++++ Dataset entries ++++

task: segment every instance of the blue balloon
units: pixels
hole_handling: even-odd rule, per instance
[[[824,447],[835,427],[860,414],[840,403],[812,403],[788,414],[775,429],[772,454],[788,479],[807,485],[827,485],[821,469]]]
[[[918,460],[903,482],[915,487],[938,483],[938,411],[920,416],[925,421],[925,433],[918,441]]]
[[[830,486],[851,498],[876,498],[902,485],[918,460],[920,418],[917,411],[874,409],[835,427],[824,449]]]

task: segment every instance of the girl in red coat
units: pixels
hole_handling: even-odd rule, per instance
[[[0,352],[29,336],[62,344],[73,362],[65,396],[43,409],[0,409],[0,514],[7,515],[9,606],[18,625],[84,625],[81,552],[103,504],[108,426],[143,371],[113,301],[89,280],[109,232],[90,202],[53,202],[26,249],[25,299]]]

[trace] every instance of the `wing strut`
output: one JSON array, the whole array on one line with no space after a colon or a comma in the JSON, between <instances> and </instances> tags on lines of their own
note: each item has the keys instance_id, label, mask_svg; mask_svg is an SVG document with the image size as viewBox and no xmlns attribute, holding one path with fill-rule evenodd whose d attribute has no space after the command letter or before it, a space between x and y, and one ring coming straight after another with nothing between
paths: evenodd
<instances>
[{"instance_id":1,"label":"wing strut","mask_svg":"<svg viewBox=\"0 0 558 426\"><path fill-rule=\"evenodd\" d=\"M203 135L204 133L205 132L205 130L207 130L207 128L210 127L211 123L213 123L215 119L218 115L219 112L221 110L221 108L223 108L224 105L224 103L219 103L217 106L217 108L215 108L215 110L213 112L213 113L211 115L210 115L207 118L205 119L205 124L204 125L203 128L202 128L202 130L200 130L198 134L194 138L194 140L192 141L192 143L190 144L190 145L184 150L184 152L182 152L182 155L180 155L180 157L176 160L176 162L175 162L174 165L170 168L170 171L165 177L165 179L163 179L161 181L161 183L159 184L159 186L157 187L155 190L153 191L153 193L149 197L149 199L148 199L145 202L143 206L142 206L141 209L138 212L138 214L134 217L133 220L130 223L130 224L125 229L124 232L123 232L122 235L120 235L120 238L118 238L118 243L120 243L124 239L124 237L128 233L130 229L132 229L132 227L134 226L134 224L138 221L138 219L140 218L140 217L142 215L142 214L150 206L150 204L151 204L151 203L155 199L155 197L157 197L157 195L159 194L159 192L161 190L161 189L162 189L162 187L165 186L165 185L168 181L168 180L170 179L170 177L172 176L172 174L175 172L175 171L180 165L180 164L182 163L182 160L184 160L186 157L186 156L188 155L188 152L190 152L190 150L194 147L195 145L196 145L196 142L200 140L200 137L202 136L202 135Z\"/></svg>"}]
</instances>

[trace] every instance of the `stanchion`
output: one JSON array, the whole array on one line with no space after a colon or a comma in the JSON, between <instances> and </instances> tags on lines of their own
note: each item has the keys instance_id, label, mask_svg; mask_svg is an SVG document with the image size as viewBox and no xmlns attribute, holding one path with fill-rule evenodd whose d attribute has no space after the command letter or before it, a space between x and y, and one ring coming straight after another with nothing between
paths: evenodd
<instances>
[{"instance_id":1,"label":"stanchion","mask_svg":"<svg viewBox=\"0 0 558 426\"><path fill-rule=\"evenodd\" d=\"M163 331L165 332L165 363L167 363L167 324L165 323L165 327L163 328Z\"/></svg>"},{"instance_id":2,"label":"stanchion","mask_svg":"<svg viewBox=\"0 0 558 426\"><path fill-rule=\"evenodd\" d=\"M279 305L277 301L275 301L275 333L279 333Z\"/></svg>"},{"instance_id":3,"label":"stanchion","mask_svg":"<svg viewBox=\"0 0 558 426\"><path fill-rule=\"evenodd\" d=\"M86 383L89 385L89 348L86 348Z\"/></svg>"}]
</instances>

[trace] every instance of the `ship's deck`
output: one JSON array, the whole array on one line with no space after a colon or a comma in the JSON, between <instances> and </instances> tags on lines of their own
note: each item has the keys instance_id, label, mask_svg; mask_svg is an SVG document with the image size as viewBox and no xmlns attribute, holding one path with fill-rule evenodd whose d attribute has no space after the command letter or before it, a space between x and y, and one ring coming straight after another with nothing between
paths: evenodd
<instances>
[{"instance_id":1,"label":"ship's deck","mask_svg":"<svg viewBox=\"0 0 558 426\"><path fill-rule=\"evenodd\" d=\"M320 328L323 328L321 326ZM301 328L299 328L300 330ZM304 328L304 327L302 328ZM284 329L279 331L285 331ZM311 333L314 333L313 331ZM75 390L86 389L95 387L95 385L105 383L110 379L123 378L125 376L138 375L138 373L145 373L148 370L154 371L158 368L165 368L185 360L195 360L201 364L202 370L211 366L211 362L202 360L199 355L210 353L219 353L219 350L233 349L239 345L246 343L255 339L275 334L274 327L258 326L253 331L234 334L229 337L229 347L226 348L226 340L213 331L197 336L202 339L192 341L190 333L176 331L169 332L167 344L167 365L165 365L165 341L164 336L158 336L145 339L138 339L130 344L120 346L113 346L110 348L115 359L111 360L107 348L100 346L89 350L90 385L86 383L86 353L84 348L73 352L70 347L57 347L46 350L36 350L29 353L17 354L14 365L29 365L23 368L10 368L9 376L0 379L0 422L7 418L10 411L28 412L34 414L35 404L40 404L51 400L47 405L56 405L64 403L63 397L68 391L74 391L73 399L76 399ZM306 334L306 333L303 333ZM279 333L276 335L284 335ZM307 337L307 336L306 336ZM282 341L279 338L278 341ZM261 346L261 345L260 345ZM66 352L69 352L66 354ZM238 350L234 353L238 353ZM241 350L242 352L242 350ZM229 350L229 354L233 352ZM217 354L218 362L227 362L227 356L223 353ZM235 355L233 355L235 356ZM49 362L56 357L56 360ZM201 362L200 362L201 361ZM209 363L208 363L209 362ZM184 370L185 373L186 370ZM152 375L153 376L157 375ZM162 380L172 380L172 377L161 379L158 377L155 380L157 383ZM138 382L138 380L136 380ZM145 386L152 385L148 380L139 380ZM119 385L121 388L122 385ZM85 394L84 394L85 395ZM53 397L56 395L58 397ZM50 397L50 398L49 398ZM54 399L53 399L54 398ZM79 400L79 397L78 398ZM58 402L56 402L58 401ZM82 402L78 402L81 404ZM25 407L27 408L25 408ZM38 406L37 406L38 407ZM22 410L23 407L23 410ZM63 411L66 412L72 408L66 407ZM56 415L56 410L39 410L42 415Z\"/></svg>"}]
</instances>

++++

> _Description of the task_
Take the lines above and print them exactly.

> _Written response_
task: segment every instance of the blue balloon
units: pixels
hole_handling: even-odd rule, per instance
[[[824,447],[835,427],[860,414],[840,403],[812,403],[788,414],[775,429],[772,454],[788,479],[807,485],[827,485],[821,469]]]
[[[918,460],[903,482],[915,487],[938,483],[938,411],[920,416],[925,421],[925,433],[918,441]]]
[[[830,486],[851,498],[876,498],[902,485],[918,460],[920,418],[917,411],[874,409],[835,427],[824,449]]]

task: segment every instance of the girl in red coat
units: pixels
hole_handling: even-odd rule, per instance
[[[0,352],[29,336],[62,344],[73,362],[65,396],[43,409],[0,409],[0,514],[7,515],[9,606],[18,625],[84,625],[81,552],[103,504],[108,426],[143,371],[113,301],[89,280],[109,232],[90,202],[53,202],[26,249],[25,299]]]

[trace] every instance of the `wing strut`
output: one JSON array, the whole array on one line with no space after a colon or a comma in the JSON, between <instances> and </instances> tags on lines of their own
note: each item has the keys instance_id, label, mask_svg; mask_svg is an SVG document with the image size as viewBox and no xmlns attribute, holding one path with fill-rule evenodd whose d attribute has no space after the command letter or before it, a space between x and y, and one ring coming straight after another with nothing between
paths: evenodd
<instances>
[{"instance_id":1,"label":"wing strut","mask_svg":"<svg viewBox=\"0 0 558 426\"><path fill-rule=\"evenodd\" d=\"M203 135L204 133L205 132L205 130L207 130L207 128L210 127L211 123L213 123L215 119L218 115L219 112L221 110L221 108L223 108L224 105L224 103L219 103L217 106L217 108L215 108L215 110L213 112L213 113L211 115L210 115L207 118L205 119L205 124L204 125L203 128L202 128L202 130L200 130L198 134L194 138L194 140L192 141L192 143L190 144L190 145L184 150L184 152L182 152L182 155L180 155L180 157L176 160L176 162L175 162L174 165L170 168L170 171L165 177L165 179L163 179L161 181L161 183L159 184L159 186L157 187L155 190L153 191L153 193L149 197L149 199L148 199L145 202L143 206L142 206L141 209L138 212L138 214L134 217L133 220L130 223L130 224L125 229L124 232L123 232L122 235L120 235L120 238L118 238L118 243L120 243L124 239L124 237L128 233L130 229L132 229L132 227L134 226L134 224L138 221L138 219L140 218L140 217L142 215L142 214L150 206L150 204L151 204L151 203L155 199L155 197L157 197L157 195L159 194L159 192L161 190L161 189L162 189L162 187L165 186L165 185L168 181L168 180L170 179L170 177L172 176L172 174L175 172L175 171L180 165L180 164L182 163L182 160L184 160L186 157L186 156L188 155L188 152L190 152L190 150L194 147L195 145L196 145L196 142L200 140L200 137L202 136L202 135Z\"/></svg>"}]
</instances>

[trace] every instance of the `stanchion`
output: one JSON array, the whole array on one line with no space after a colon or a comma in the JSON, between <instances> and </instances> tags on lines of their own
note: each item has the keys instance_id, label, mask_svg; mask_svg is an SVG document with the image size as viewBox and no xmlns attribute, holding one path with fill-rule evenodd whose d attribute has no space after the command letter or before it, a space between x and y, and one ring coming straight after another with nothing between
paths: evenodd
<instances>
[{"instance_id":1,"label":"stanchion","mask_svg":"<svg viewBox=\"0 0 558 426\"><path fill-rule=\"evenodd\" d=\"M163 331L165 332L165 363L167 363L167 324L165 323L165 327L163 328Z\"/></svg>"},{"instance_id":2,"label":"stanchion","mask_svg":"<svg viewBox=\"0 0 558 426\"><path fill-rule=\"evenodd\" d=\"M279 305L277 301L275 301L275 333L279 333Z\"/></svg>"},{"instance_id":3,"label":"stanchion","mask_svg":"<svg viewBox=\"0 0 558 426\"><path fill-rule=\"evenodd\" d=\"M86 383L89 385L89 348L86 348Z\"/></svg>"}]
</instances>

[trace] every instance of the `ship's deck`
output: one JSON array, the whole array on one line with no space after a colon or a comma in the JSON, between <instances> and </instances> tags on lines of their own
note: each item has the keys instance_id, label, mask_svg; mask_svg is an SVG document with the image size as viewBox and no xmlns attribute, holding one path with fill-rule evenodd whose d attribute has no space after the command letter or before it, a space between x and y, and one ring coming straight after another with nothing between
paths: evenodd
<instances>
[{"instance_id":1,"label":"ship's deck","mask_svg":"<svg viewBox=\"0 0 558 426\"><path fill-rule=\"evenodd\" d=\"M320 328L323 328L321 326ZM301 328L299 328L300 330ZM304 328L304 327L302 328ZM284 329L279 331L285 331ZM311 333L314 333L313 331ZM75 390L86 389L95 387L95 385L105 383L110 379L123 378L125 376L138 375L138 373L145 373L148 370L154 371L158 368L165 368L185 360L195 360L201 364L202 370L211 366L211 362L202 360L199 355L210 353L219 353L219 350L233 349L239 345L246 343L255 339L275 334L274 327L258 326L253 331L234 334L229 337L229 347L226 348L226 340L213 331L197 336L202 339L192 341L190 333L176 331L169 332L167 344L167 365L165 365L165 341L164 336L158 336L145 339L138 339L130 344L120 346L113 346L110 348L115 359L111 360L107 348L100 346L89 350L90 385L86 383L86 353L84 348L73 352L70 347L57 347L46 350L36 350L29 353L17 354L14 365L29 365L23 368L10 368L9 376L0 379L0 422L7 418L10 411L28 412L34 414L35 404L40 404L51 400L47 405L56 405L64 403L63 397L68 391L74 391L73 399L76 399ZM306 334L306 333L303 333ZM279 333L276 335L284 335ZM307 337L307 336L306 336ZM282 341L279 338L278 341ZM261 346L261 345L260 345ZM66 352L69 352L66 354ZM238 350L234 353L238 353ZM241 350L242 352L242 350ZM229 350L229 354L233 352ZM217 354L218 362L227 362L227 356L223 353ZM235 355L233 355L235 356ZM49 362L56 357L56 360ZM201 362L200 362L201 361ZM209 363L208 363L209 362ZM184 370L185 373L186 370ZM152 375L153 376L157 375ZM162 380L172 380L172 377L161 379L158 377L155 380L157 383ZM138 382L138 380L136 380ZM145 386L152 385L148 380L139 380ZM119 385L121 388L122 385ZM85 394L84 394L85 395ZM53 397L56 395L58 397ZM50 397L50 398L49 398ZM54 399L53 399L54 398ZM79 400L79 397L78 398ZM58 402L56 402L58 401ZM82 402L78 402L81 404ZM25 407L27 408L25 408ZM38 406L37 406L38 407ZM22 410L23 407L23 410ZM63 411L66 412L72 408L66 407ZM56 415L56 410L39 410L42 415Z\"/></svg>"}]
</instances>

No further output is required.